[Extracted data entries]
- - - - - - -
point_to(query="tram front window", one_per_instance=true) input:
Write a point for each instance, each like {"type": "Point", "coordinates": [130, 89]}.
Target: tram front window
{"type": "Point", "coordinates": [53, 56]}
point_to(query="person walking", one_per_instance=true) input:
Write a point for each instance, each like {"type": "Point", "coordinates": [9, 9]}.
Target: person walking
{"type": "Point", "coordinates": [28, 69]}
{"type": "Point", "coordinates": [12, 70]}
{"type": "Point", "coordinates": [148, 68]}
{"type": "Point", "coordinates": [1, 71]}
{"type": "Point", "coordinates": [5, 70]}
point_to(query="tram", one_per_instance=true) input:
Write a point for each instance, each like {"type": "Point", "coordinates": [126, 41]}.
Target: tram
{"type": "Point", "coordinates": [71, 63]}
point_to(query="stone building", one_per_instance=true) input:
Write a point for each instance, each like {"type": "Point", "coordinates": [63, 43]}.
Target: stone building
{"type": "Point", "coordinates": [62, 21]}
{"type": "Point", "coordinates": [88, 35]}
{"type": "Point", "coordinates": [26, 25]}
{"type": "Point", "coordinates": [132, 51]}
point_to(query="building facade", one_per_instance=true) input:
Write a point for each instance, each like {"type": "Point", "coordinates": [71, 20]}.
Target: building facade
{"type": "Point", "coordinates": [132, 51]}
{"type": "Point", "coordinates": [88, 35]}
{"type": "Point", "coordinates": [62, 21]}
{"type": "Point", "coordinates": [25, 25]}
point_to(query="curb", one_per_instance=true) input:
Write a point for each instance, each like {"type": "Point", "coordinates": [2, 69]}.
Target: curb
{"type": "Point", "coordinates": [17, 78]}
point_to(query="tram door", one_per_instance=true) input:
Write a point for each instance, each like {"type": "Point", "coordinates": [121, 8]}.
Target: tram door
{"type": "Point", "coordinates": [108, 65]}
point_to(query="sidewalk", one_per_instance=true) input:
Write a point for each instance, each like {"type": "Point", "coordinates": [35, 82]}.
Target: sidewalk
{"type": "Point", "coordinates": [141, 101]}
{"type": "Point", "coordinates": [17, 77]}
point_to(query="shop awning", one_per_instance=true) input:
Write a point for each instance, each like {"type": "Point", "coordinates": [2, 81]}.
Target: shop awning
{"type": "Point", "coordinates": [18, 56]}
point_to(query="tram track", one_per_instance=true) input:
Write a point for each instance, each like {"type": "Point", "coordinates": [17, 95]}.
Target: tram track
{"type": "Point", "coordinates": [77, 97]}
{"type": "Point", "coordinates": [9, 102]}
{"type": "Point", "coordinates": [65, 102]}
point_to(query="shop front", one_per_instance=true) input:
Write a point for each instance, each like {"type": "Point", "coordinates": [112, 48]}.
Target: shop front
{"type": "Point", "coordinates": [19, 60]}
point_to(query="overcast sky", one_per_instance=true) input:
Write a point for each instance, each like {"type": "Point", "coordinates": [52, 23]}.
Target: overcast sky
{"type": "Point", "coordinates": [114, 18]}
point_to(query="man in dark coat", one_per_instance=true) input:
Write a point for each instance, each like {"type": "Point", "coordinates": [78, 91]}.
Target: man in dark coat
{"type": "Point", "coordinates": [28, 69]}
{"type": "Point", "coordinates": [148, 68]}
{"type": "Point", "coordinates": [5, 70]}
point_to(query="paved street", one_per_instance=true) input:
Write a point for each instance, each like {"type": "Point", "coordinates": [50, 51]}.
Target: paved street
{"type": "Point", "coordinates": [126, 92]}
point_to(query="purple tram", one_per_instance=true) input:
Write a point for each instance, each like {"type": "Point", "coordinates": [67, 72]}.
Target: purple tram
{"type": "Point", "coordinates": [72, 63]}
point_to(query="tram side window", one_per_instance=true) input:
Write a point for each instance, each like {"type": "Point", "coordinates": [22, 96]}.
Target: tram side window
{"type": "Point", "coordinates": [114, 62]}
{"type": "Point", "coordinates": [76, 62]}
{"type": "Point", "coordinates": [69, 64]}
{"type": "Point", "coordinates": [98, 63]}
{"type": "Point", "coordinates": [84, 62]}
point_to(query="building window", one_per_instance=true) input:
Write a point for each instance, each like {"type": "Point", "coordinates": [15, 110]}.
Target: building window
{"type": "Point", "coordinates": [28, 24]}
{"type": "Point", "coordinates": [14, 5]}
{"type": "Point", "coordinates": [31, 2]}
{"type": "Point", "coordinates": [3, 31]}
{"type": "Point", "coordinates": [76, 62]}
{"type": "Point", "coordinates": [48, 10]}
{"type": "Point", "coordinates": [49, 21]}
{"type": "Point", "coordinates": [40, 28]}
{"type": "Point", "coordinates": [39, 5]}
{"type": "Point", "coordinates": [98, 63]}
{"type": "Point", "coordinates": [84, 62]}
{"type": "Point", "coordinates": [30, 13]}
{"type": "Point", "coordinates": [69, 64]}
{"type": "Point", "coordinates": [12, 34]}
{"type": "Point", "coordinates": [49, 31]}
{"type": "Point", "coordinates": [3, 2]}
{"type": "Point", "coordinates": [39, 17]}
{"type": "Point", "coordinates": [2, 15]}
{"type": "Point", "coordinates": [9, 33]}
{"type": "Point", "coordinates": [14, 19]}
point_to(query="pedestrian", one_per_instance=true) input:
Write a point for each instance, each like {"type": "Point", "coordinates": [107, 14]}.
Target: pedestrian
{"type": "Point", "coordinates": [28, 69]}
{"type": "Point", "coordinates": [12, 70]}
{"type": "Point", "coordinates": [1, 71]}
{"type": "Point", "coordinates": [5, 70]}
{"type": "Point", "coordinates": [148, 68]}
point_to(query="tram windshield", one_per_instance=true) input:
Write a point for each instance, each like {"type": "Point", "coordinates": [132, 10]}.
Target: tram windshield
- - - - - - -
### Problem details:
An exact transcription of all the records is required.

### Answer space:
point_to(query="tram front window", one_per_instance=true) input:
Write a point for each instance, each like {"type": "Point", "coordinates": [130, 89]}.
Target: tram front window
{"type": "Point", "coordinates": [53, 56]}
point_to(query="person walking", one_per_instance=true) input:
Write a point for each instance, each like {"type": "Point", "coordinates": [9, 9]}.
Target: person walking
{"type": "Point", "coordinates": [28, 69]}
{"type": "Point", "coordinates": [12, 70]}
{"type": "Point", "coordinates": [148, 68]}
{"type": "Point", "coordinates": [1, 71]}
{"type": "Point", "coordinates": [5, 70]}
point_to(query="tram", one_per_instance=true) input:
Write a point for each instance, each like {"type": "Point", "coordinates": [126, 41]}.
Target: tram
{"type": "Point", "coordinates": [71, 63]}
point_to(query="stone building", one_per_instance=true) input:
Write a point for each instance, each like {"type": "Point", "coordinates": [63, 43]}.
Target: stone building
{"type": "Point", "coordinates": [62, 21]}
{"type": "Point", "coordinates": [88, 35]}
{"type": "Point", "coordinates": [26, 25]}
{"type": "Point", "coordinates": [132, 51]}
point_to(query="building facade", one_per_instance=true) input:
Write a point for each instance, each like {"type": "Point", "coordinates": [71, 20]}.
Target: building facade
{"type": "Point", "coordinates": [132, 51]}
{"type": "Point", "coordinates": [88, 35]}
{"type": "Point", "coordinates": [62, 21]}
{"type": "Point", "coordinates": [25, 25]}
point_to(query="curb", one_per_instance=true) input:
Write a point for each instance, each like {"type": "Point", "coordinates": [2, 69]}.
Target: curb
{"type": "Point", "coordinates": [17, 78]}
point_to(query="tram door", one_per_instance=true) input:
Write a point for each instance, each like {"type": "Point", "coordinates": [121, 8]}.
Target: tram door
{"type": "Point", "coordinates": [108, 65]}
point_to(query="sidewalk", one_per_instance=true) input:
Write a point for each instance, each like {"type": "Point", "coordinates": [35, 82]}.
Target: sidewalk
{"type": "Point", "coordinates": [141, 101]}
{"type": "Point", "coordinates": [17, 77]}
point_to(query="shop awning", one_per_instance=true) input:
Write a point for each instance, each like {"type": "Point", "coordinates": [2, 81]}.
Target: shop awning
{"type": "Point", "coordinates": [18, 56]}
point_to(query="tram track", one_per_instance=true) input:
Write a point for each instance, each like {"type": "Point", "coordinates": [17, 95]}.
Target: tram track
{"type": "Point", "coordinates": [77, 97]}
{"type": "Point", "coordinates": [9, 102]}
{"type": "Point", "coordinates": [65, 102]}
point_to(query="shop front", one_per_instance=true) input:
Write a point for each instance, each like {"type": "Point", "coordinates": [112, 48]}.
Target: shop front
{"type": "Point", "coordinates": [19, 60]}
point_to(query="overcast sky", one_per_instance=true) input:
Write a point for each instance, each like {"type": "Point", "coordinates": [52, 23]}.
Target: overcast sky
{"type": "Point", "coordinates": [114, 18]}
point_to(query="man in dark coat", one_per_instance=true) input:
Write a point for each instance, each like {"type": "Point", "coordinates": [78, 91]}.
Target: man in dark coat
{"type": "Point", "coordinates": [28, 69]}
{"type": "Point", "coordinates": [148, 68]}
{"type": "Point", "coordinates": [5, 70]}
point_to(query="paved street", one_per_instance=true) input:
Write a point for each instance, each like {"type": "Point", "coordinates": [50, 51]}.
Target: paved street
{"type": "Point", "coordinates": [126, 92]}
point_to(query="purple tram", one_per_instance=true) input:
Write a point for each instance, each like {"type": "Point", "coordinates": [67, 72]}.
Target: purple tram
{"type": "Point", "coordinates": [72, 63]}
point_to(query="tram side window", one_per_instance=true) input:
Write a point for each instance, each like {"type": "Point", "coordinates": [22, 96]}.
Target: tram side window
{"type": "Point", "coordinates": [114, 62]}
{"type": "Point", "coordinates": [76, 62]}
{"type": "Point", "coordinates": [69, 64]}
{"type": "Point", "coordinates": [98, 63]}
{"type": "Point", "coordinates": [84, 62]}
point_to(query="building window", one_per_instance=true) input:
Write a point for each instance, each like {"type": "Point", "coordinates": [15, 110]}.
Target: building window
{"type": "Point", "coordinates": [28, 24]}
{"type": "Point", "coordinates": [14, 5]}
{"type": "Point", "coordinates": [31, 2]}
{"type": "Point", "coordinates": [3, 31]}
{"type": "Point", "coordinates": [76, 62]}
{"type": "Point", "coordinates": [48, 10]}
{"type": "Point", "coordinates": [49, 21]}
{"type": "Point", "coordinates": [40, 28]}
{"type": "Point", "coordinates": [39, 5]}
{"type": "Point", "coordinates": [98, 63]}
{"type": "Point", "coordinates": [84, 62]}
{"type": "Point", "coordinates": [30, 13]}
{"type": "Point", "coordinates": [69, 64]}
{"type": "Point", "coordinates": [12, 34]}
{"type": "Point", "coordinates": [49, 31]}
{"type": "Point", "coordinates": [3, 2]}
{"type": "Point", "coordinates": [39, 17]}
{"type": "Point", "coordinates": [2, 15]}
{"type": "Point", "coordinates": [9, 33]}
{"type": "Point", "coordinates": [14, 19]}
point_to(query="pedestrian", one_per_instance=true) input:
Write a point for each instance, each like {"type": "Point", "coordinates": [107, 14]}.
Target: pedestrian
{"type": "Point", "coordinates": [28, 69]}
{"type": "Point", "coordinates": [12, 70]}
{"type": "Point", "coordinates": [1, 71]}
{"type": "Point", "coordinates": [5, 70]}
{"type": "Point", "coordinates": [148, 68]}
point_to(query="tram windshield", one_per_instance=true) input:
Write a point for each instance, each like {"type": "Point", "coordinates": [132, 10]}.
Target: tram windshield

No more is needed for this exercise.